PASSAGE SHOWN:
....
By pulling back from what party leaders would have considered a treasonous act, Bolling may have preserved his ability to run with Republican backing in the future. But he must repair relationships strained by his flirtation with independence.
Bolling, who declined to be interviewed, did not endorse either candidate in his e-mail. He wished them both well in a way that could be seen as a parting jab at Cuccinelli because he names McAuliffe first.
“I think Bill is understandably hurting,” said Tom Davis, a Republican who represented Northern Virginia in Congress. “He’s waited his turn; they changed the rules on him. Who wouldn’t be upset with that?”
Bolling’s decision left some Republican business leaders in Northern Virginia deflated — and looking for another independent. Those who have objected to Cuccinelli’s focus on social issues were put off last month when he opposed the General Assembly’s $1.4 billion-a-year transportation funding bill. Bolling and McAuliffe support it.
“There’s still time for somebody else to get in,” said Gary Shapiro, president of the Arlington County-based Consumer Electronics Association. Shapiro said he will try to recruit Donald W. Upson, who served as secretary of technology under former governor James S. Gilmore III (R). Upson did not respond to a message seeking comment. Shapiro had prevailed upon Davis, who has said he is focused on his wife’s campaign for lieutenant governor.
....
[Collected data entries]
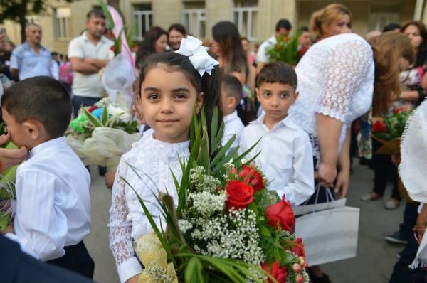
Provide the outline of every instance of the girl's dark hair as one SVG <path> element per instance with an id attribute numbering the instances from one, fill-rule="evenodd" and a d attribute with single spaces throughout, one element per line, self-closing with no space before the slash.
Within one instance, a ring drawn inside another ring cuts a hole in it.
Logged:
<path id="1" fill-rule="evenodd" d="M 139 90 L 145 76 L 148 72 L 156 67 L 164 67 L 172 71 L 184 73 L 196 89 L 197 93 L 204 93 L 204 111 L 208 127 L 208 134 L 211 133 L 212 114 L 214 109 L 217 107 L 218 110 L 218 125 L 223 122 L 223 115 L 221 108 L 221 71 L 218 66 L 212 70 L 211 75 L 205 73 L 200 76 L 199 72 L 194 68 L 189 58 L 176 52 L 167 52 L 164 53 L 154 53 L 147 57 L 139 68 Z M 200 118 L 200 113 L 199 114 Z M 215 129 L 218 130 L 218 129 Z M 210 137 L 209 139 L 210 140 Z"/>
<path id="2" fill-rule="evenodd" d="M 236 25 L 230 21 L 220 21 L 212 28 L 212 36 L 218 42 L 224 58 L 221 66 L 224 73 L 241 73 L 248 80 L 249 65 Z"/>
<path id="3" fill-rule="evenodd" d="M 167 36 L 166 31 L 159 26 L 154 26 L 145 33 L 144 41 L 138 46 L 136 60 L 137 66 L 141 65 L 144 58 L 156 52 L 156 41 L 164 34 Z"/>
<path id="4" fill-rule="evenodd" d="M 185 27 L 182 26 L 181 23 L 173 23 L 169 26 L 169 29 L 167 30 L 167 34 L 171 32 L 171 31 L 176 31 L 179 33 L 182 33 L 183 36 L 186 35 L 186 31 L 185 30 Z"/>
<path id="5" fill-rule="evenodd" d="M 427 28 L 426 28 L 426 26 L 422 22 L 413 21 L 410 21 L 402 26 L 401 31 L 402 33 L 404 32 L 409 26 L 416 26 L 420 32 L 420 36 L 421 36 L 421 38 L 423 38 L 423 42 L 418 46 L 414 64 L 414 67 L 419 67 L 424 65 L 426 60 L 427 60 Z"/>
....
WHAT YOU NEED TO DO:
• A. In the news passage about Bolling, which measure did Cuccinelli oppose that Bolling and McAuliffe support?
• B. Pick up the news passage about Bolling after its last sentence and carry it forward.
The listing is material separate from the news passage about Bolling.

YOUR RESPONSES:
• A. The General Assembly's $1.4 billion-a-year transportation funding bill.

• B.
Cuccinelli and McAuliffe released statements praising Bolling — and linking themselves to him. Cuccinelli’s referred to the “McDonnell, Bolling, Cuccinelli team.” McAuliffe, who has sought to position himself as a middle-of-the-road candidate, used the word “mainstream” four times in his three-paragraph statement to describe his views or Bolling’s.
Bolling’s threatened independent run always had doubters. A longtime party loyalist with a mild manner, he made for an unlikely rebel. Even when he started stepping out as an “independent voice,” many observers thought he was just sticking it to the party that had jilted him.
Some naysayers became believers as the public positions the former Hanover County supervisor and state senator took became increasingly daring. His first big announcement, against lifting the ban on uranium mining, put him out in front of McDonnell, who has yet to take a position; but he did so with the support of Southside Republicans. As time went on, Bolling bucked the governor’s comments about arming teachers, opposed the GOP’s Senate redistricting plan and supported expanding Medicaid.
Bolling’s critics said he was too passive, letting McDonnell run for the nomination unopposed four years ago and allowing Cuccinelli to outmaneuver him in the convention switch. Bolling hung on for a few months after that. He spent that time not plotting a convention upset, but hoping Mitt Romney would win the presidency and pick McDonnell for a Cabinet position. That would have elevated Bolling and given him the advantage of incumbency. But Romney lost.
Bolling went away March 5 for a week-long vacation in the Bahamas, where he and his wife made their final decision. He was said to have been seeking donations until he boarded the plane. A strategist said the financial hurdles were just too daunting in a race that would require at least $10 million to $15 million.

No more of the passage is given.